PROBLEM A –
Return the text of the passage about Dr Philip McCahy from "Dr Philip McCahy" to "and the UK.", word for word.
PROBLEM B –
Continue the passage about Dr Philip McCahy past its final sentence.

PASSAGE SHOWN –
Dr Philip McCahy says he never wanted to become a teacher. His parents were both teachers so he decided, “straight away, that option was out of the window!”
Ironically, teaching others has become a defining part of Dr Philip’s career, albeit in a very different field to his parents. He’s a consultant urologist and Associate Professor at Monash University in Melbourne and has been heavily involved in teaching trainees in Australia and the UK.
Since 2013, he’s been involved with the Pacific Island Programme, with the Australasian Royal College of Surgeons and funded by the Australia Department of Foreign Affairs. He travels to areas like the Solomon Islands and Tonga to treat patients and help upskill local surgeons.
“I’ve always had an interest in working in developing areas,” he says.
“In my last two years of training in the UK, I was involved in Urolink. The idea is, you send people out to developing areas which have poor urological facilities and you try and help them […] I went to Tanzania to the Kilimanjaro Christian Medical Centre, it’s a beautiful place and it was a fantastic experience so when I got to Australia, I looked for similar opportunities.

DATASET CONTENT –

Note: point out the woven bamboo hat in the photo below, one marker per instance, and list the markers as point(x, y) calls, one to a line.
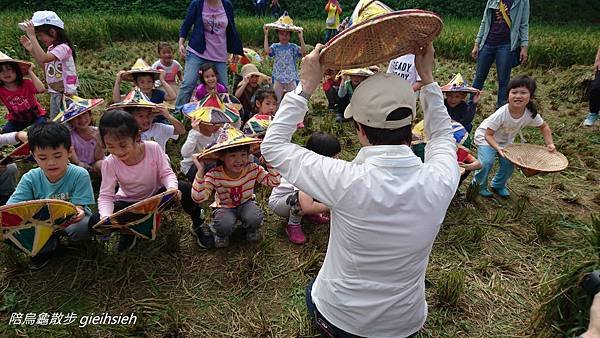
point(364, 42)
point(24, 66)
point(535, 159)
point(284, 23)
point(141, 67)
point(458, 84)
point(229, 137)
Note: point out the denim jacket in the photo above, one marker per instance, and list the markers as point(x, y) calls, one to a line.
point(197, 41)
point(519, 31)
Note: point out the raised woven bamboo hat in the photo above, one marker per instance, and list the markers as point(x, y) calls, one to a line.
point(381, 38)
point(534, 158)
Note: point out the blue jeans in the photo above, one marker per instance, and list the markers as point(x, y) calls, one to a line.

WRITTEN RESPONSE A –
Dr Philip McCahy says he never wanted to become a teacher. His parents were both teachers so he decided, “straight away, that option was out of the window!”
Ironically, teaching others has become a defining part of Dr Philip’s career, albeit in a very different field to his parents. He’s a consultant urologist and Associate Professor at Monash University in Melbourne and has been heavily involved in teaching trainees in Australia and the UK.

WRITTEN RESPONSE B –
“I got roped into the Pacific Island Programme and I have been going out to the islands since 2013. This year would have been my tenth visit, but that’s been hammered because of Covid.”
Dr Philip explains that local doctors line up cases they’ve found since his last visit and he’ll spend four or five days doing surgeries.
“It’s a very cheap way of getting good health care to places where they might struggle.”
Problems with stones are common in the islands, he says, and he and his colleagues often provide advice and research via phone and email during the year. He does keyhole-type operations, which heal quicker and remove stones more effectively than the more common method on the islands, which involves making a large incision across the groin.
“We keep in touch throughout the year and try to keep the service going… providing advice and research and preventative things. The people who work on these sites are amazing; they really are general surgeons, they do anything that comes their way, so we try to help improve their skills.”
Dr Philip’s own teachers and mentors were behind why he became a urologist. He did his training in Newcastle-Upon-Tyne (UK) and began to focus on general surgery.
“I was going to become a general surgeon and did two or three years of that in my training, then did six months in urology as part of my rotation. Everyone I worked with in that job, at the Freeman in Newcastle, was very supportive and kept asking me: do you want to do this? Would you like to be one of us?”
Dr Philip’s colleagues and seniors included George Alberti who went on to advise Tony Blair’s government and Mike Rowlands, who helped set up National Institute for Health and Care Excellence (NICE). He’s kept in contact with many of them over the years.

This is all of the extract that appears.